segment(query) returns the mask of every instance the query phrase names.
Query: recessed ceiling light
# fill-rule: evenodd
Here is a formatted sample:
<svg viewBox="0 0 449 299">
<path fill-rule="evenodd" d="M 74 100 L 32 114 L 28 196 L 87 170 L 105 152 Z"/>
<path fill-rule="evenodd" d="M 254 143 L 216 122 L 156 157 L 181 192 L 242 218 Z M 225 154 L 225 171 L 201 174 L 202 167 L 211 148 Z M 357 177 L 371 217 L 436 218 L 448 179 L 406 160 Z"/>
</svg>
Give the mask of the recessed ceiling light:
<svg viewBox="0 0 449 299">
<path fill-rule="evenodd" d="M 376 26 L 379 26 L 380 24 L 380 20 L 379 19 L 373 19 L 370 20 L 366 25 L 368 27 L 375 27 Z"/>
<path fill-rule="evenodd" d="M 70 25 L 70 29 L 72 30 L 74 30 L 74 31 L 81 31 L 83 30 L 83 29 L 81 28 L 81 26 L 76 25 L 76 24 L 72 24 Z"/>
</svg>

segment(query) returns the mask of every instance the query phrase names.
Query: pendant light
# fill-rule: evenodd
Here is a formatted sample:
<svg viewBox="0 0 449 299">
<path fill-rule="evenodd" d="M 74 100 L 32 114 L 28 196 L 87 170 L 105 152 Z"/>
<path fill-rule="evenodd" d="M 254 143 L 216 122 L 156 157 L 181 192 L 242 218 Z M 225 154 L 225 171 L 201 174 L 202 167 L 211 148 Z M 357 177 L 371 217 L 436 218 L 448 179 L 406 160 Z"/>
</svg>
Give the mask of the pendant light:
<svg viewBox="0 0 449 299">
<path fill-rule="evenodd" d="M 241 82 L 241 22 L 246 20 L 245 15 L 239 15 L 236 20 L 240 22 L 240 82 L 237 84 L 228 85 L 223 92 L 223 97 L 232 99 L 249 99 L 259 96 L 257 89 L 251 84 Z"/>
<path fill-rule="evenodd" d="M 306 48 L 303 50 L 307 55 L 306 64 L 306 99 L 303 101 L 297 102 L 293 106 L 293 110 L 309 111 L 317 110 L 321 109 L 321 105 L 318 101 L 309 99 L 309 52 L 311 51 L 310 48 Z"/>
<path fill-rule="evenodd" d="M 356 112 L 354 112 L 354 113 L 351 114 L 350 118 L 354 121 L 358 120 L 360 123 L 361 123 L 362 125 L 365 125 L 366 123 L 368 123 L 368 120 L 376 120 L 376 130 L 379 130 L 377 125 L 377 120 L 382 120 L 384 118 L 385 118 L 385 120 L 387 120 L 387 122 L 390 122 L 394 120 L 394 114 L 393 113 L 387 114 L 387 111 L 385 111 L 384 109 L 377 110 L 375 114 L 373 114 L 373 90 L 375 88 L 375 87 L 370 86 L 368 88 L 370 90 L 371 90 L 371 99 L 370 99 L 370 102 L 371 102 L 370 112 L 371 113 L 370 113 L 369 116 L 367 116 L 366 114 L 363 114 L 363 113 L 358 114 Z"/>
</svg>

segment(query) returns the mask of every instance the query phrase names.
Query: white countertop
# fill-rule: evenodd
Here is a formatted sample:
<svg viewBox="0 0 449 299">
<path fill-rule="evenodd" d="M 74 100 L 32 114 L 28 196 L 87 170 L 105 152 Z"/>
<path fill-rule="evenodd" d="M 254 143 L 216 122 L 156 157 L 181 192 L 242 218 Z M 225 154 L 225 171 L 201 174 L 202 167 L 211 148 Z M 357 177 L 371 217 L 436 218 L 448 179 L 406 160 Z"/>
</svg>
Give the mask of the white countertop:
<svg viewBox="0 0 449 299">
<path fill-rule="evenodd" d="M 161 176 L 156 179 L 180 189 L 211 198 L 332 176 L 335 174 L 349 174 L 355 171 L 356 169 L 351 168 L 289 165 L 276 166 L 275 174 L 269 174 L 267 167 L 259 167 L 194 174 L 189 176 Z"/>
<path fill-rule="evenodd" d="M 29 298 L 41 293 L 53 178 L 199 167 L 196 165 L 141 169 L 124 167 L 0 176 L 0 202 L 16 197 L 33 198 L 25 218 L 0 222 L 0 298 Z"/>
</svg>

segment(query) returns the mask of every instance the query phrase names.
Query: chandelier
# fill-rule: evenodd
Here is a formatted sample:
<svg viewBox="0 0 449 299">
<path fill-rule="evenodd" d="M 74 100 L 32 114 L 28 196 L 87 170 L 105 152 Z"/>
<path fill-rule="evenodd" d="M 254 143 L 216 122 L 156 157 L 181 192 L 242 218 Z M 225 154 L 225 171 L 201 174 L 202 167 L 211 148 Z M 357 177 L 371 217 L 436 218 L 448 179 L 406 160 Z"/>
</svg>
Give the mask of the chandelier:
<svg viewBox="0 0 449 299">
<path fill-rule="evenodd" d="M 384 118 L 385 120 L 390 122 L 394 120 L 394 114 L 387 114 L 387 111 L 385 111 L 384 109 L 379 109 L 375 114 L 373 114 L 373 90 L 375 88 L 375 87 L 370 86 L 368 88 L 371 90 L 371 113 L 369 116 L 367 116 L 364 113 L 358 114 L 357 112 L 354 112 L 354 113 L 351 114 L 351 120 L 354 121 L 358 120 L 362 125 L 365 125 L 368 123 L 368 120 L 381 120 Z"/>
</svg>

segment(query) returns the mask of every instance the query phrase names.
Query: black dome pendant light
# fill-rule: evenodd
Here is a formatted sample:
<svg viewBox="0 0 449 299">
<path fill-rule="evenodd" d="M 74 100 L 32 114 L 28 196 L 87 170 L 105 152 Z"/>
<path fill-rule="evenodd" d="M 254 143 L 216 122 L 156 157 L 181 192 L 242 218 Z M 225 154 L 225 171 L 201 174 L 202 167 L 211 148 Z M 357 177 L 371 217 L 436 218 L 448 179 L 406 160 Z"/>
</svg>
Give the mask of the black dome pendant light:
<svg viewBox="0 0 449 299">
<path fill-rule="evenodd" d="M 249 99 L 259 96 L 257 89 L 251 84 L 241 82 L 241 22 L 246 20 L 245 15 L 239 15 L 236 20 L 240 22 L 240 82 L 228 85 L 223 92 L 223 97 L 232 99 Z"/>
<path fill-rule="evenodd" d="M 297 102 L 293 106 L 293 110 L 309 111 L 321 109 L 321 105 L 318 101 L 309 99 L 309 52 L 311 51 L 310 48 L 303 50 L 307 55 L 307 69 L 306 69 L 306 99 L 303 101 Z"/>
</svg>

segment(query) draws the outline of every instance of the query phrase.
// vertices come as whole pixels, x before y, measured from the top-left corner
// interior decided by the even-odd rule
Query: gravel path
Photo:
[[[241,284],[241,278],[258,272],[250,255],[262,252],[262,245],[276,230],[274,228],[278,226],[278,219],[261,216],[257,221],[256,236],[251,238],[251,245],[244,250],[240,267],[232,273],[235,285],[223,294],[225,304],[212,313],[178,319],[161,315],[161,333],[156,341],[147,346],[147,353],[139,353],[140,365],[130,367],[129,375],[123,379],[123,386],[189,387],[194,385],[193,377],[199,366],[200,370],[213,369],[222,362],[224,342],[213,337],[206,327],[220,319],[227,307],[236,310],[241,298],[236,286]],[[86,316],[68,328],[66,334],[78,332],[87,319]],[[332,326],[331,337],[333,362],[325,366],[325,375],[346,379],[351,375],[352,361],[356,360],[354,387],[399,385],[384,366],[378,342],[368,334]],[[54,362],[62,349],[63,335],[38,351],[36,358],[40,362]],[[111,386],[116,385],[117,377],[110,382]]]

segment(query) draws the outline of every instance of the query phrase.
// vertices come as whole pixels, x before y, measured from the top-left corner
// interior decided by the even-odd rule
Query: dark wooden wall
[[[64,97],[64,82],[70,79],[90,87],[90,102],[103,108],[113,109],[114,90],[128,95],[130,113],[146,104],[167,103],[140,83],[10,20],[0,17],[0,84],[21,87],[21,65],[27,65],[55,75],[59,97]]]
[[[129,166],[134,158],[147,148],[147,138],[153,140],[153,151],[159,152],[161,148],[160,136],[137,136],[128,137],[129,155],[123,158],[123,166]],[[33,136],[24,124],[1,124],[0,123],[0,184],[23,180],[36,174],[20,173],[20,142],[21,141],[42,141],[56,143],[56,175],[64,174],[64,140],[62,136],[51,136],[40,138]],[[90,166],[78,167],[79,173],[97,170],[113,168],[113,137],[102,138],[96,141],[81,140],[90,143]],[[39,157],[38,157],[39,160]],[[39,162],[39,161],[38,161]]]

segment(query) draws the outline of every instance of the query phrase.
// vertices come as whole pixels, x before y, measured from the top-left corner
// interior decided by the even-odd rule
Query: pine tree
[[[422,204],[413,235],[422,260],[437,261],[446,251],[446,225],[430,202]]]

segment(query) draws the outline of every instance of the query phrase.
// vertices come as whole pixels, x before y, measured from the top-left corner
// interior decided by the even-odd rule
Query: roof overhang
+===+
Rewrite the rows from the start through the line containing "376 26 L 379", replacing "recessed ceiling light" with "track light" and leaving everything else unchanged.

segment(query) returns the mask of every instance the query phrase names.
Query: track light
# fill-rule: evenodd
Here is a formatted sample:
<svg viewBox="0 0 449 299">
<path fill-rule="evenodd" d="M 74 100 L 32 114 L 28 196 L 87 170 L 105 152 Z"/>
<path fill-rule="evenodd" d="M 254 143 L 216 122 L 156 157 L 181 192 L 242 218 Z M 225 154 L 225 171 L 201 174 L 202 167 L 211 148 Z M 357 177 L 371 217 L 436 218 L 448 179 L 406 160 Z"/>
</svg>
Give the mask of the track light:
<svg viewBox="0 0 449 299">
<path fill-rule="evenodd" d="M 376 26 L 379 26 L 380 24 L 380 20 L 379 19 L 373 19 L 370 20 L 366 25 L 368 27 L 375 27 Z"/>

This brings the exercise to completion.